• **CONSIGNES DE L'EXERCICE**:
1) Reproduisez fidèlement l'extrait du fil sur l'iBook compris entre "Je vous explique" et "de mes yeux...".
2) Dans le fil sur l'iBook, quel élément Pascal 77 propose-t-il de réinitialiser ?
3) Pour chacune des affirmations suivantes, indiquez si elle concorde avec le fil sur l'iBook. Répondez par oui ou non et citez les mots décisifs du texte.
(a) La batterie et le chargeur remontent à l'Apple Expo 2004.
(b) Remettre l'ancienne batterie a réglé le problème.
(c) Lors de la première panne, l'iBook ne marchait plus du tout, même branché sur secteur.

• **PASSAGE PRÉSENTÉ**:
* * * * * * *

# [Ibook G3 palourde] Problème de batterie ? chargeur ?



## twk (27 Avril 2006)

Bonjour bonjour 

Ca fait un bail que je suis pas passé ici dis donc...

Je vous explique mon problème :

- Il y a quelques temps mon iBook ne se rechargé plus, mais il fonctionnait correctement en étant branché sur la prise secteur (c'était donc plutôt devenu un mac de bureau..); puis, au bout de quelques semaines il s'est remis a fonctionner et a se recharger. Soit, tout aller bien.

- Depuis hier soir la batterie est a plat et le chargeur ne semble pas fonctionner (pas de lumière rouge indiquant que le chargeur est correctement branché et que la recharge est en cours); ayant tout mon travail de recherche a rendre pour la fac dessus je suis bien embêté c'est le moins que l'on puisse dire.

- Sachant que la batterie et le chargeur date de l'Apple Expo 2004 et qu'il me semblerait bizard que cela viennent de moi étant donner que je traite mon mac comme la prunelle de mes yeux...

- J'ai donc essayé de remettre l'ancienne batterie, de verifier si les branchements étaient correct. Rien n'y fait.

Quelqu'un pour éclairer ma lanterne ?  Merci d'avance


----------



## Pascal 77 (27 Avril 2006)

Essaie de réinitialiser la PMU, cherche sur le sujet unique sur les batteries de Macinside dans le forum "portables", j'y ai mis un lien vers une page Apple expliquant modèle par modèle comment s'y prendre (ça doit encore être dans les cinq dernières pages).


----------



## twk (27 Avril 2006)

* * * * * * *

• **EXTRAIT DES DONNÉES**:
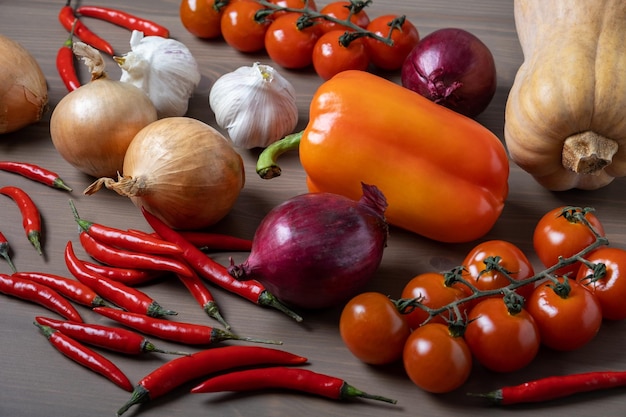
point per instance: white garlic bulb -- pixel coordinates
(256, 105)
(164, 69)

* * * * * * *

• **CORRIGÉ DES CONSIGNES**:
1)
Je vous explique mon problème :

- Il y a quelques temps mon iBook ne se rechargé plus, mais il fonctionnait correctement en étant branché sur la prise secteur (c'était donc plutôt devenu un mac de bureau..); puis, au bout de quelques semaines il s'est remis a fonctionner et a se recharger. Soit, tout aller bien.

- Depuis hier soir la batterie est a plat et le chargeur ne semble pas fonctionner (pas de lumière rouge indiquant que le chargeur est correctement branché et que la recharge est en cours); ayant tout mon travail de recherche a rendre pour la fac dessus je suis bien embêté c'est le moins que l'on puisse dire.

- Sachant que la batterie et le chargeur date de l'Apple Expo 2004 et qu'il me semblerait bizard que cela viennent de moi étant donner que je traite mon mac comme la prunelle de mes yeux...

2) La PMU.

3)
(a) Oui : « la batterie et le chargeur date de l'Apple Expo 2004 »
(b) Non : « Rien n'y fait. »
(c) Non : « mais il fonctionnait correctement en étant branché sur la prise secteur »